→ **Work order**:
From the entries below, retype only the lines from the one with "[point] white plastic head" through the one with "[point] snow-covered pine", exactly as written.

→ **Data for review**:

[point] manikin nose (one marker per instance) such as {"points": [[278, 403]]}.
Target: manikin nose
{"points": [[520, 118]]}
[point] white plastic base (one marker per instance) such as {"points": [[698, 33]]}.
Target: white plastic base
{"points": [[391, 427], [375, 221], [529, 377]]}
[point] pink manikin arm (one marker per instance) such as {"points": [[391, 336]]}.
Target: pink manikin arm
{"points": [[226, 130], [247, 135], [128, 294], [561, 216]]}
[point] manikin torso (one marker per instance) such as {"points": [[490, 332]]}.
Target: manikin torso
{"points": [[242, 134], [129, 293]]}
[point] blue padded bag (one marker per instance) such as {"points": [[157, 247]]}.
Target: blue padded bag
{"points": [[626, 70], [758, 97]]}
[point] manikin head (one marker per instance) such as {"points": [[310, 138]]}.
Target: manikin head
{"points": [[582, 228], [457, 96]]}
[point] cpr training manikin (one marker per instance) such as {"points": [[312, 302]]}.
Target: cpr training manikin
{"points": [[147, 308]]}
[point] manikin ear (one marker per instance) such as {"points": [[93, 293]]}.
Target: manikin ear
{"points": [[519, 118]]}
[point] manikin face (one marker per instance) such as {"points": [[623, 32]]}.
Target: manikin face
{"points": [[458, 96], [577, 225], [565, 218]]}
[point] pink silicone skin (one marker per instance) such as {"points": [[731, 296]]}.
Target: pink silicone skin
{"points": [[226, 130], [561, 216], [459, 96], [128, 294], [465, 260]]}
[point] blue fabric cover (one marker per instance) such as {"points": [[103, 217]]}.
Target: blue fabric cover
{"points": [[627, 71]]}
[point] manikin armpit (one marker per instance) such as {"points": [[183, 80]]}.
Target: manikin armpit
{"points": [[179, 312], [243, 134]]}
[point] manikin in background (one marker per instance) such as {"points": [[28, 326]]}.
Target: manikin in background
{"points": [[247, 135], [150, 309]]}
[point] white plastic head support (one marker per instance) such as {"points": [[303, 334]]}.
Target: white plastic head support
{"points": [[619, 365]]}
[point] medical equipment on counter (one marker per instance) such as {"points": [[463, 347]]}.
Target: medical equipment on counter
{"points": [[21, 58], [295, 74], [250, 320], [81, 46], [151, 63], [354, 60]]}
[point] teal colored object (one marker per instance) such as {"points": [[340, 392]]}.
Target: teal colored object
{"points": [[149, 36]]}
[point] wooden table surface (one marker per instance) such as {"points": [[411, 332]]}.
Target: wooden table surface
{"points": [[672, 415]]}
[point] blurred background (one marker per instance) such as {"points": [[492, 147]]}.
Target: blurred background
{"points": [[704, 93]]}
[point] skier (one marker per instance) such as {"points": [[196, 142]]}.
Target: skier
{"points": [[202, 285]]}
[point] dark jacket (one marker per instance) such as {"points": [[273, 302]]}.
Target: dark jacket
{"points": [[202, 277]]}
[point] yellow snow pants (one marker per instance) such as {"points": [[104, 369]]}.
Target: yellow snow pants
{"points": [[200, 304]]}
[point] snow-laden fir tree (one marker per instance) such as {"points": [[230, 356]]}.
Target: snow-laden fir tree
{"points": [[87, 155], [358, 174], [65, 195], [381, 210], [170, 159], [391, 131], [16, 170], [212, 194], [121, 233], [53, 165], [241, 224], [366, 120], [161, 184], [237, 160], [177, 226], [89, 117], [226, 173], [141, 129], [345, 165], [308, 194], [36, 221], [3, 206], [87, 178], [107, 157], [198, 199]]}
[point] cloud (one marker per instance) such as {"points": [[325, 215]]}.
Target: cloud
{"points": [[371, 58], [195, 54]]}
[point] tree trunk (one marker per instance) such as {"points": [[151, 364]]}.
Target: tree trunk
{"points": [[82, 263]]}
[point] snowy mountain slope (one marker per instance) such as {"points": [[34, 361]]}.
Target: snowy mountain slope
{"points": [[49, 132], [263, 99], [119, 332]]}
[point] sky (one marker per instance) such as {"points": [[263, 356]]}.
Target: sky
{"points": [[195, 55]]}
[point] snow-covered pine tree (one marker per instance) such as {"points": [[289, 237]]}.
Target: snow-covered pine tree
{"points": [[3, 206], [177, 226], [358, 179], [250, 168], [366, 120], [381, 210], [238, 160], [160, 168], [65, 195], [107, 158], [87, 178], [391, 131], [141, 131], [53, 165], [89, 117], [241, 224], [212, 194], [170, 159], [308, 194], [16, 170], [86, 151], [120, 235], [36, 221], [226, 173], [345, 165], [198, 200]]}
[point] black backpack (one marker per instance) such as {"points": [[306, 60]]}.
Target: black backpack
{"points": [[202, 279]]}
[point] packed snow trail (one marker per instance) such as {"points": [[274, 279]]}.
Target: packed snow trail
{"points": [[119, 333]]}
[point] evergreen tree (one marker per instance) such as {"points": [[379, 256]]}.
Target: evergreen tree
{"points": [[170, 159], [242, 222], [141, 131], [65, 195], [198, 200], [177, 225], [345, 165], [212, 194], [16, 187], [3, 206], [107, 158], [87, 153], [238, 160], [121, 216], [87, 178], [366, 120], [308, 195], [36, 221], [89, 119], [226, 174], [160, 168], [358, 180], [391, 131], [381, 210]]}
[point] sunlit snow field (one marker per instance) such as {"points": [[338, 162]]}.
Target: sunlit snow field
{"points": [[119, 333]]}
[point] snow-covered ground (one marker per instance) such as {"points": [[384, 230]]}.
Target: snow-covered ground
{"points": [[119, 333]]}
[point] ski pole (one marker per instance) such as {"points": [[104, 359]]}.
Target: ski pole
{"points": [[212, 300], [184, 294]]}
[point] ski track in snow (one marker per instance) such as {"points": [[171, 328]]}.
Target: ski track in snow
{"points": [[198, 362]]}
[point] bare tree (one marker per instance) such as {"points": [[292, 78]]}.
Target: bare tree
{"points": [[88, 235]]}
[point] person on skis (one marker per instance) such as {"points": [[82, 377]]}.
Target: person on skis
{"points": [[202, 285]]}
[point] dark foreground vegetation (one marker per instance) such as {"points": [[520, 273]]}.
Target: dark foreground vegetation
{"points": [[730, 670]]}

→ **Task response**:
[point] white plastic head support (one marker per instance) such as {"points": [[303, 334]]}.
Target: white plastic head support
{"points": [[619, 365]]}
[point] medical equipment on counter (one marker per instance) such as {"points": [[463, 347]]}.
Target: medical equipment on counter
{"points": [[21, 58], [295, 74], [250, 320], [81, 46], [151, 63], [354, 60]]}
[point] teal colored object (one marker per instance) such as {"points": [[340, 392]]}.
Target: teal colored object
{"points": [[149, 36]]}
[point] wooden table surface (one marker per instance) such as {"points": [[411, 332]]}.
Target: wooden table surface
{"points": [[672, 415]]}
[point] blurred background (one marker per instance) such as {"points": [[492, 147]]}.
Target: blurred background
{"points": [[704, 93]]}
[point] skier (one marker per instance) such as {"points": [[196, 142]]}.
Target: skier
{"points": [[202, 285]]}
[point] dark jacket (one marker per instance) such as {"points": [[273, 302]]}.
Target: dark jacket
{"points": [[202, 277]]}
[point] yellow snow pants (one marker per instance) such as {"points": [[104, 369]]}.
Target: yellow snow pants
{"points": [[200, 304]]}
[point] snow-laden fir tree (one marker per instance) such as {"points": [[230, 356]]}.
Target: snow-laden fir tree
{"points": [[87, 155], [358, 174], [65, 195], [381, 210], [170, 159], [391, 131], [16, 170], [212, 194], [121, 233], [53, 165], [241, 224], [366, 120], [161, 184], [237, 160], [177, 226], [89, 117], [226, 173], [141, 129], [345, 165], [308, 194], [36, 221], [3, 206], [87, 178], [107, 157], [198, 199]]}
[point] cloud (one marker per instance) such as {"points": [[325, 215]]}.
Target: cloud
{"points": [[371, 58], [195, 54]]}
[point] tree trunk (one marker per instance) such as {"points": [[151, 364]]}.
Target: tree trunk
{"points": [[82, 263]]}
[point] snowy mountain slope (one marker per instance) such as {"points": [[34, 361]]}.
Target: snowy mountain slope
{"points": [[49, 132], [263, 99], [119, 332]]}
[point] sky (one marker per instance) such as {"points": [[263, 356]]}.
Target: sky
{"points": [[195, 55]]}
[point] snow-covered pine tree (one marker per instance) such as {"points": [[289, 237]]}.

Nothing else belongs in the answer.